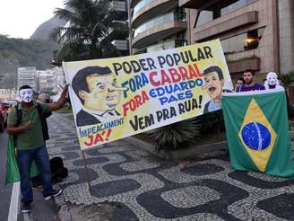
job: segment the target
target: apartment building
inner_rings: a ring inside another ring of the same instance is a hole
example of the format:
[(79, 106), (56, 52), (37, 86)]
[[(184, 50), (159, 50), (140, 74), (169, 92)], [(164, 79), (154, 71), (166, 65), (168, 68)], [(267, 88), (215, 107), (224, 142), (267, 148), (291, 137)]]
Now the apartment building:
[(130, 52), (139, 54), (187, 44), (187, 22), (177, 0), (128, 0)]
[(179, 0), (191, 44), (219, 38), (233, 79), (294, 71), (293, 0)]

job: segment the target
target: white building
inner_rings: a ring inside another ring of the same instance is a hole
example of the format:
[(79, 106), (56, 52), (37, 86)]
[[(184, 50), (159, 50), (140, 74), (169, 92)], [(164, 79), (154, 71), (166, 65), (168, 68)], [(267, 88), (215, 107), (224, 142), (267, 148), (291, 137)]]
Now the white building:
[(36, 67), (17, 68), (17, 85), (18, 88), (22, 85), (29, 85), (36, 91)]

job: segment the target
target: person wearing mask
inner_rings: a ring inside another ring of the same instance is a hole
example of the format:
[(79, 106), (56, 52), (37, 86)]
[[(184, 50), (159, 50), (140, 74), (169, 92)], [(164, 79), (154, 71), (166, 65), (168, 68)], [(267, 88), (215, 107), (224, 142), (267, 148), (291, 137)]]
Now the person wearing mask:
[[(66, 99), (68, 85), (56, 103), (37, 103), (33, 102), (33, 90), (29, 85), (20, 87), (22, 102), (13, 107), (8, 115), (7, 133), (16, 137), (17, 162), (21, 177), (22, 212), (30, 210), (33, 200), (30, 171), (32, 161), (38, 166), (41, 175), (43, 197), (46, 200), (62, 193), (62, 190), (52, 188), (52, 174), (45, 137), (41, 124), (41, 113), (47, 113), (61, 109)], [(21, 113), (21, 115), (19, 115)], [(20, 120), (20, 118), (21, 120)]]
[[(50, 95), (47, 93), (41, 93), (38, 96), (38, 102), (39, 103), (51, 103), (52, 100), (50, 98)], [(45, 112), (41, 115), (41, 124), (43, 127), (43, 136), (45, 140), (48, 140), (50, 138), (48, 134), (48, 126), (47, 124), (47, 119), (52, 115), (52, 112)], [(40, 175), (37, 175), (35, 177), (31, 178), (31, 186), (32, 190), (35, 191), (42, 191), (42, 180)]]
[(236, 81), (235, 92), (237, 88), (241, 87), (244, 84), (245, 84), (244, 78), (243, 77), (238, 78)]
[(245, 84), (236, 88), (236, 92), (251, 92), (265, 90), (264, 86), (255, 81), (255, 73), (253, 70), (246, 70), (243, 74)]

********

Task description =
Reproduce the three items above line for line, and leave out the picture.

Finished exercise =
job: segment the target
target: apartment building
inner_rings: a ring inside another ring of the same instance is a hole
example of the format:
[(79, 106), (56, 52), (37, 86)]
[[(184, 50), (159, 50), (140, 74), (169, 92)], [(164, 79), (154, 71), (166, 65), (168, 68)], [(267, 88), (215, 107), (224, 142), (267, 148), (291, 137)]]
Now the apartment building:
[(130, 52), (139, 54), (187, 44), (187, 22), (177, 0), (128, 0)]
[(179, 0), (191, 44), (219, 38), (233, 79), (294, 71), (293, 0)]

job: segment the target
target: white building
inner_rings: a ring inside another ring of the same instance is a hole
example of the format:
[(79, 106), (56, 52), (37, 86)]
[[(184, 50), (159, 50), (140, 74), (169, 92)], [(164, 79), (154, 71), (166, 65), (168, 68)], [(267, 88), (215, 107), (224, 142), (267, 148), (291, 137)]]
Now the white building:
[(36, 67), (17, 68), (17, 85), (18, 88), (22, 85), (29, 85), (36, 91)]

job: segment the target
target: person wearing mask
inner_rings: a ring inside another ring of the same instance is a hole
example of the format:
[(79, 106), (56, 52), (37, 86)]
[[(184, 50), (159, 50), (140, 74), (169, 92)], [(164, 79), (154, 71), (166, 65), (168, 68)], [(267, 88), (215, 107), (224, 142), (267, 148), (291, 137)]]
Now the person wearing mask:
[[(66, 99), (68, 85), (56, 103), (37, 103), (33, 102), (33, 90), (29, 85), (20, 87), (22, 102), (13, 107), (8, 115), (7, 133), (16, 137), (17, 162), (21, 177), (22, 212), (30, 210), (33, 200), (30, 171), (32, 161), (38, 166), (41, 175), (43, 197), (46, 200), (62, 193), (62, 190), (52, 188), (52, 174), (45, 137), (41, 124), (41, 113), (47, 113), (61, 109)], [(21, 113), (21, 115), (19, 115)], [(20, 120), (20, 118), (21, 120)]]
[[(50, 95), (47, 93), (41, 93), (38, 96), (38, 102), (39, 103), (51, 103), (52, 100), (50, 98)], [(45, 112), (41, 115), (41, 124), (43, 127), (43, 136), (45, 140), (48, 140), (50, 138), (48, 134), (48, 126), (47, 124), (47, 119), (52, 115), (52, 112)], [(40, 175), (37, 175), (35, 177), (31, 178), (31, 186), (32, 190), (35, 191), (42, 191), (42, 180)]]
[(236, 81), (235, 92), (237, 88), (241, 87), (244, 84), (245, 84), (244, 78), (243, 77), (238, 78)]
[(245, 84), (236, 88), (236, 92), (251, 92), (265, 90), (264, 86), (255, 81), (255, 73), (253, 70), (246, 70), (243, 74)]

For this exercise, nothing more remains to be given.